■ Brano ■
----------
“Nonostante sia arrivato da solo ventiquattr’ore a Shanghai, sono sotto shock. La città è del tutto occidentalizzata, più moderna di New York. Un cambiamento radicale e sconvolgente del paese rispetto alla Cina che ho conosciuto dodici anni fa, quando mi trasferii per un lungo periodo per approfondire la conoscenza dell’arte marziale wushu. Una trasformazione che non mi piace perché vanno perse l’identità e le tradizioni di un popolo”. Giorgio Pasotti risponde al cellulare dalla Cina dove si trova, insieme a Nicoletta Romanoff e altri artisti (leggi la delegazione) per il Shanghai International Film Festival, in particolare per la sezione ‘Sketches of Italy’ che si concluderà domenica con Dopo mezzanotte, il film di Davide Ferrario che lo ha visto interprete. Si tratta di un Focus, su sette tra i migliori titoli della nostra produzione recente promosso da Filmitalia in occasione del “2006 Anno dell’Italia in Cina”. Il pubblico cinese affolla le sale che proiettano i titoli italiani e segue con attenzione, nonostante l’appartenenza a una cultura cosi lontana.
E un cocktail party in onore del cinema italiano si è tenuto presso il Moca Museo d’Arte Contemporanea di Shanghai, un suggestivo edificio in mezzo a uno dei parchi piu belli della città, alla presenza dal console generale d’Italia a Shanghai Massimo Roscigno, del regista Gabriele Salvatores, del presidente di Filmitalia Giovanni Galoppi e del direttore di ICE Shanghai Maurizio Forte.
Pasotti è ancora impegnato sul set di “Le rose del deserto” di Mario Monicelli?
----------
■ Consegna ■
Aggiorna il brano sostituendo "cocktail party" con "ricevimento". Riscrivi poi, per favore, la parte che inizia con "E un cocktail" e termina con "Shanghai Maurizio Forte.".

■ I dati ■
----------
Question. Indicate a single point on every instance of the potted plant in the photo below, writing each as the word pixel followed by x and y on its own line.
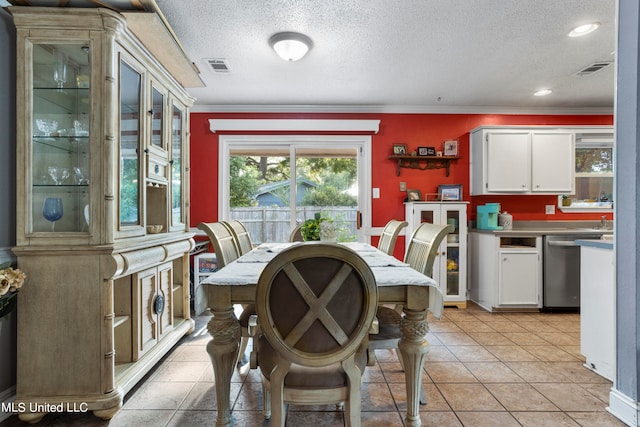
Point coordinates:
pixel 318 228
pixel 10 281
----------
■ Soluzione ■
E un ricevimento in onore del cinema italiano si è tenuto presso il Moca Museo d’Arte Contemporanea di Shanghai, un suggestivo edificio in mezzo a uno dei parchi piu belli della città, alla presenza dal console generale d’Italia a Shanghai Massimo Roscigno, del regista Gabriele Salvatores, del presidente di Filmitalia Giovanni Galoppi e del direttore di ICE Shanghai Maurizio Forte.